[Task statement] Provide the data again exactly, including every line that follows.

=== Section Start ===

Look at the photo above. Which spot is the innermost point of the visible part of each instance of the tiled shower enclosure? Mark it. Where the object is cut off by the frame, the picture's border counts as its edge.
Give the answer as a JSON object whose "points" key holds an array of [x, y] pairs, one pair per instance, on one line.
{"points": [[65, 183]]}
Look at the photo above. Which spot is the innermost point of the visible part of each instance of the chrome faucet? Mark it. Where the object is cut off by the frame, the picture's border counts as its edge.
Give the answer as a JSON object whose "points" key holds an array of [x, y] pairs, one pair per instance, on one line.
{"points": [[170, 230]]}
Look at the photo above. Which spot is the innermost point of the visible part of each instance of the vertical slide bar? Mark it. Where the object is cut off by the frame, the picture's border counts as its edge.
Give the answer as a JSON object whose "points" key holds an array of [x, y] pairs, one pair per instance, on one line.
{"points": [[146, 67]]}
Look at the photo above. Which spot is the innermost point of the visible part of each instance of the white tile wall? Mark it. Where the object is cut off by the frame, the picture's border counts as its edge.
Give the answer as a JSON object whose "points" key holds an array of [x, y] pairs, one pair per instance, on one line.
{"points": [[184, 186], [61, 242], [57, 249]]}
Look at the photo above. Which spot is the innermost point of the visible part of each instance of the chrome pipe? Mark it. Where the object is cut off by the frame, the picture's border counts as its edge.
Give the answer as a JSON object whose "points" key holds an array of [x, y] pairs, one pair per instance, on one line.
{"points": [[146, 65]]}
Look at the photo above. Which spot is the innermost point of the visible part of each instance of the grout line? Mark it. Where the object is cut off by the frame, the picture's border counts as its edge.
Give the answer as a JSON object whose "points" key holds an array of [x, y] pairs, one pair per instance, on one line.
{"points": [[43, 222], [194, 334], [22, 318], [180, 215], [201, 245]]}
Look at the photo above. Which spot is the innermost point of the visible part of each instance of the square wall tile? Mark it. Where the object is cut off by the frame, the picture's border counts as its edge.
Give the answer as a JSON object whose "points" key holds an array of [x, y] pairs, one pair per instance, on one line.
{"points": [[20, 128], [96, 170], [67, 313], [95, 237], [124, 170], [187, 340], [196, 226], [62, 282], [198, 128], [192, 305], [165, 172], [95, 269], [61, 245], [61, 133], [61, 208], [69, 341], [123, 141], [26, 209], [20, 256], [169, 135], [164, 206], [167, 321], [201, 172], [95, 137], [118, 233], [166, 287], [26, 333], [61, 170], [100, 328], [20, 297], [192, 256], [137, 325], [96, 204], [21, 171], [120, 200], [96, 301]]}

=== Section End ===

[Output of the task]
Look at the photo above. Which spot is the innermost point of the visible part of each instance of the tiled shower enclosure? Mark it. Where the object is cut off by the frame, the picture's border counts as its edge.
Give the answer as a JSON object whose "points" key holds an array of [x, y] pairs, one pair per instance, on one line.
{"points": [[65, 183]]}
Look at the photo above. Which spot is the innermost point of the visible part of each instance of the chrome faucet? Mark it. Where the object is cut off by the frame, the picture's border counts as its edge.
Give the answer as a JSON object whose "points" key holds an array of [x, y] pairs, one pair per instance, on one line.
{"points": [[170, 230]]}
Look at the photo above. Which spot is the innermost point of the visible part of each instance of the vertical slide bar? Mark it. Where the object is cut off by the frame, the picture's border counts as its edge.
Give the answer as a JSON object whose "points" key holds an array of [x, y] pairs, one pair per instance, on one line.
{"points": [[146, 67]]}
Look at the photo above. Which spot is the innermost point of the visible part of each instance of the white tile wall? Mark it. Where the object is cut off by the frame, the picture's border counts as its edge.
Give the answer as a JSON object whose "points" key holds an array of [x, y] pairs, one pair per instance, on one line.
{"points": [[184, 186], [61, 242], [57, 249]]}
Look at the photo above. Which spot is the innermost point of the visible part of each instance of the chrome pipe? Mark it. Where the object is cut off by the frame, the picture's border counts as its edge.
Give the answer as a JSON object whose "points" key holds an array of [x, y] pairs, one pair per instance, on one line.
{"points": [[146, 65]]}
Look at the photo above. Which spot is the innermost point of the visible part of each instance of the grout line? Mark it. Where the object is cut off by the frame, the picture's border counts as its edge.
Give the answer as a JSON object whose "points" key holds an array of [x, y] pairs, one pair per instance, on one line.
{"points": [[43, 222], [194, 334], [22, 318], [180, 215], [201, 245]]}
Look at the photo above. Which spot is the innermost point of the visible part of each instance of the square wall tile? Mark it. Where the object is cut off by the frame, the picture's border counts as its edge.
Give the answer as a JSON object whose "points" key holds an array of [x, y] pairs, one pair per instance, on one line.
{"points": [[20, 128], [96, 170], [67, 313], [95, 237], [124, 170], [187, 340], [196, 226], [62, 282], [198, 128], [192, 305], [165, 172], [95, 269], [61, 245], [61, 133], [61, 208], [69, 341], [123, 141], [26, 209], [20, 256], [169, 135], [164, 206], [167, 321], [201, 172], [95, 137], [118, 233], [166, 287], [26, 333], [61, 170], [100, 328], [20, 297], [192, 256], [137, 325], [96, 204], [21, 171], [120, 200], [96, 301]]}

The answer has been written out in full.